**Problem statement**: Please output each line of the data exactly as it appears.

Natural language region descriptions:
== Segment start ==
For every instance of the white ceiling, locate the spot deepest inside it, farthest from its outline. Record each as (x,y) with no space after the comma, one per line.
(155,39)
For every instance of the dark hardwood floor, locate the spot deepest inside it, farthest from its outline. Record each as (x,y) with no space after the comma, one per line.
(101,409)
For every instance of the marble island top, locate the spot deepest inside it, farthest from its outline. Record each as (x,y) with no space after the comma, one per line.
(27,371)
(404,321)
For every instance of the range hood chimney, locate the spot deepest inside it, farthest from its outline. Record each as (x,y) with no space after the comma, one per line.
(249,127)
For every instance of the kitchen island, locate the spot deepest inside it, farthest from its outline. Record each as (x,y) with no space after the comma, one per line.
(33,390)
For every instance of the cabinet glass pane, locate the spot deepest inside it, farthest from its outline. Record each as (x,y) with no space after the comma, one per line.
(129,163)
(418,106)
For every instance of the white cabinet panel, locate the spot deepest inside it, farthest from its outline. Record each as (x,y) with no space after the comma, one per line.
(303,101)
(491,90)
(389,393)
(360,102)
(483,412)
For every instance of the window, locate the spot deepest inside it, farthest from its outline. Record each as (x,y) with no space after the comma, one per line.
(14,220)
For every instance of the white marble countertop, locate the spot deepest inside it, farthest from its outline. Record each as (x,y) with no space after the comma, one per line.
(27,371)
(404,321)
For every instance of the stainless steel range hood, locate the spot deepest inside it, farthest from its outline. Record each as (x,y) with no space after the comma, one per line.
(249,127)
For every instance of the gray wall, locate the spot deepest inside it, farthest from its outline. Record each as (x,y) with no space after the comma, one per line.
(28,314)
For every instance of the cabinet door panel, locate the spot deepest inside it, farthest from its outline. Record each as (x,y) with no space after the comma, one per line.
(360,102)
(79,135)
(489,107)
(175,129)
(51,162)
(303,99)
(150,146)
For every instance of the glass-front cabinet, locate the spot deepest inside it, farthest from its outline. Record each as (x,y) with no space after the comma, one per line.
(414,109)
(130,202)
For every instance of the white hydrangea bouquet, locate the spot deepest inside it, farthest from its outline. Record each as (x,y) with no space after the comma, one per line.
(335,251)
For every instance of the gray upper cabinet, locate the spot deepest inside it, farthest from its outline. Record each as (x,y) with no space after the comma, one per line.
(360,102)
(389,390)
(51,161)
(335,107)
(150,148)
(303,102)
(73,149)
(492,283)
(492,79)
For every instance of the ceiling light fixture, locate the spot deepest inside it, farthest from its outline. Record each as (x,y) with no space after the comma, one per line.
== Segment end ==
**Answer to the problem**:
For every instance of the white ceiling, locate the spot deepest inside it, farthest from its outline. Record each as (x,y) with no space after the comma, one per line.
(155,39)
For every instance of the dark hardwood floor, locate the spot deepest inside it, farthest from its outline. Record each as (x,y) with no space after the comma, one per line.
(101,409)
For every instance of the marble island top, locate the spot deepest inside it, farthest from its outline. Record each as (x,y) with no space after the comma, one per line.
(27,371)
(404,321)
For every instance of the range hood chimney, locate the spot deepest inside it, farthest from its outline. Record each as (x,y) with no space after the comma, one per line.
(249,127)
For every instance of the kitchen island, locate the spot deepest inside it, farthest from its outline. Record each as (x,y) with no space after the comma, one per line.
(33,390)
For every instance of the cabinet glass pane, locate the spot deepest inside it, farthest from its outline. Record each as (x,y) with no space after the comma, one per line.
(129,163)
(418,106)
For every instance of the white cabinet panel, locate the spot deepest inside it, farthest from its outline. Record each as (x,y) with no space after the comma, one per line.
(303,101)
(491,90)
(389,393)
(360,102)
(483,412)
For every instance of the window, locate the spot deepest inside it, farthest from its outline. Record each as (x,y) with no space after the comma, one per line.
(14,220)
For every instance of the white marble countertop, locate the spot deepest inside it, farthest from its outline. Record each as (x,y) with no space after the comma, one per line.
(27,371)
(404,321)
For every instance of the stainless steel range hood, locate the spot deepest inside it, farthest from its outline. Record each as (x,y) with no space after the comma, one per line.
(249,127)
For every instance of the gray wall, locate the spot deepest inside it, farthest from its outline. Record each as (x,y) with no space after the comma, one per line.
(28,314)
For every instance of the cabinet door panel, locate the spot deepest inside it, farthest from its outline. Record each as (x,y) with no space after the comma, one per line.
(360,102)
(79,135)
(489,107)
(175,129)
(51,162)
(303,99)
(150,146)
For every instance of the glass-front cabinet, locate the spot deepest inside it, farthest from its outline. Record each as (x,y) with no space after the comma, one per line.
(414,109)
(130,202)
For every instance of the white hydrangea bouquet, locate the spot deepest inside it, farthest from its outline. Record each as (x,y) with no space after the comma, one per line.
(335,251)
For every instance of the gray upper cabinet, locate the spot deepest inside it, farthest from its outline. Record each as (x,y) with no space after the comma, one per line.
(360,102)
(389,390)
(51,161)
(335,107)
(150,148)
(303,102)
(73,149)
(492,283)
(492,79)
For every instance of the ceiling light fixture, locate the spot deepest inside it, farthest from its outline. Record each as (x,y) with no space after the comma, one per line.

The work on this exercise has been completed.